== EXCERPT PROVIDED ==
A recently published study looking at 276 patients in the Suizhou Zengdu Hospital in Suizhou, China showed that those who wore glasses for more than eight hours a day were at significantly lower risk of getting COVID-19 than those who did not wear glasses. Only 16 (less than 6 percent) of those patients being studied wore glasses, in comparison to the 31 percent of the local population who wear glasses.
But does this mean that wearing glasses can help protect us against the coronavirus?
Before we all rush down to the optician’s, it is worth noting that this is just one study, the sample size was very small and it only showed an association – not a direct cause and effect – between wearing glasses and COVID-19 infection rates. To draw any firm conclusions from this would be entirely premature, but there are some things we can take note of.
According to the Medical Journal of Virology, the eyes may be an important route of entry to the body for the coronavirus. We know the virus spreads mainly through respiratory droplets; when someone coughs, sneezes, talks or even breathes, tiny droplets containing the virus are propelled through the air in search of another host, usually entering through the nose or mouth. But there have been increasing reports of coronavirus patients having eye symptoms such as conjunctivitis (an infection of the outer eye).
The eyes have a moist protective layer around them called a mucus membrane. The insides of our noses and mouths have similar membranes lining them. If the coronavirus manages to land on one of our mucus membranes, it can pass through it and infect us. So it makes sense that the eyes can act as a portal of entry for the coronavirus.
Theoretically, wearing glasses forms an extra barrier in front of our eyes, protecting them from an infected respiratory droplet. Healthcare professionals wear goggles in high-risk medical settings for the same reason. But goggles are different – they offer a tight seal around the whole eye area from splashes and droplets, whereas glasses usually just offer protection from the front and leave the sides, tops and bottoms of the eye susceptible.
===
== DATA EXTRACTS ==
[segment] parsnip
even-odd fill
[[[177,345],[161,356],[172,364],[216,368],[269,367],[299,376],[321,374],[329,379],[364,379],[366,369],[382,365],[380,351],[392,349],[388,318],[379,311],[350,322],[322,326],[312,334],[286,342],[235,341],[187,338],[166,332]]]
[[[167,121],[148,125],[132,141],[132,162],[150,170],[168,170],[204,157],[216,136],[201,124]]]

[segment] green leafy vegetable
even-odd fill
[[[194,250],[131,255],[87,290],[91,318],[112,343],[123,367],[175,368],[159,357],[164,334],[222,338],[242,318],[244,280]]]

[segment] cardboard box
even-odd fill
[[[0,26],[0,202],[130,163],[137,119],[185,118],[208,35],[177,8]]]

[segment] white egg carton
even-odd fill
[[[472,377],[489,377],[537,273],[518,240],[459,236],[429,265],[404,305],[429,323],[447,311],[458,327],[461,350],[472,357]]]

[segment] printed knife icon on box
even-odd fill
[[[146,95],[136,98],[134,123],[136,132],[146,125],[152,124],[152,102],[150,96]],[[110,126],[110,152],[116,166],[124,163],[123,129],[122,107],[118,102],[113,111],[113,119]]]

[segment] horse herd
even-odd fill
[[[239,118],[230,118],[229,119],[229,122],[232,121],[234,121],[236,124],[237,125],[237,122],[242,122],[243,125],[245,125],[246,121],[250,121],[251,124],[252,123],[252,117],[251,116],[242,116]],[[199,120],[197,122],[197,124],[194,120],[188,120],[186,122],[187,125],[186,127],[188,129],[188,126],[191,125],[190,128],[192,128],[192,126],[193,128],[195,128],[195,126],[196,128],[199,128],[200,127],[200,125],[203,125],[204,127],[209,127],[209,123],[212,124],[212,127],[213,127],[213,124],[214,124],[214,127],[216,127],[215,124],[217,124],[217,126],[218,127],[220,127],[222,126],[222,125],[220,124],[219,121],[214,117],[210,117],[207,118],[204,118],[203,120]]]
===
**WORK TO COMPLETE**
A) Answer these questions about the article on glasses and COVID-19:
(i) How many patients at the Suizhou Zengdu Hospital did the study look at?
(ii) Which eye symptom does the article say is increasingly reported in coronavirus patients?
(iii) How do goggles differ from glasses in the protection they give the eyes?
B) Write the next part of the article on glasses and COVID-19, continuing after its last sentence.

**RESULTS OF THE TASKS**
A)
(i) 276 patients.
(ii) Conjunctivitis, an infection of the outer eye.
(iii) Goggles form a tight seal around the whole eye area against splashes and droplets. Glasses usually protect only from the front and leave the sides, tops and bottoms of the eye susceptible.

B)
For this reason, wearing glasses must not be thought of in the same way as wearing safety goggles. The Centre for Disease Protection and Control (CDC) does recommend appropriate protective eyewear in high-risk workplaces, but goes on to say that “workers should understand that regular prescription eyeglasses and contact lenses are not considered eye protection”.
Another way the virus can infect us is via our hands. It is known that the coronavirus can stay on surfaces such as tabletops and door handles for up to 24 hours. If these infected surfaces are then touched by an unsuspecting person who then goes on to touch their mouth, nose or eyes, then they may infect themselves. This is why handwashing is so important.
People who wear glasses may be less inclined to touch their face and, more specifically, rub their eyes and introduce the virus this way. Some doctors have even gone as far as to advise their patients to avoid wearing contact lenses in favour of glasses. Contact lenses can irritate and dry eyes out, making it more likely that the wearer will adjust them by touching the eye. If they have not washed their hands recently, then they may be harbouring the coronavirus and infect themselves. Those who do insist on wearing contact lenses should follow proper lens cleaning routines.
Currently, there are no plans to advise the public to wear glasses to help protect them, and one study is not going to change that. Our most effective weapons in the fight against coronavirus – until a vaccine is found – are still to physically distance, wash our hands regularly and wear a face covering when appropriate. Although eye symptoms are much less common than the usual symptoms of a cough, fever and change in sense of smell and taste, it is clear that the eyes are looking (excuse the pun) to be an increasingly important route by which the coronavirus may enter the human body. Further research is needed into the role of glasses in protecting us.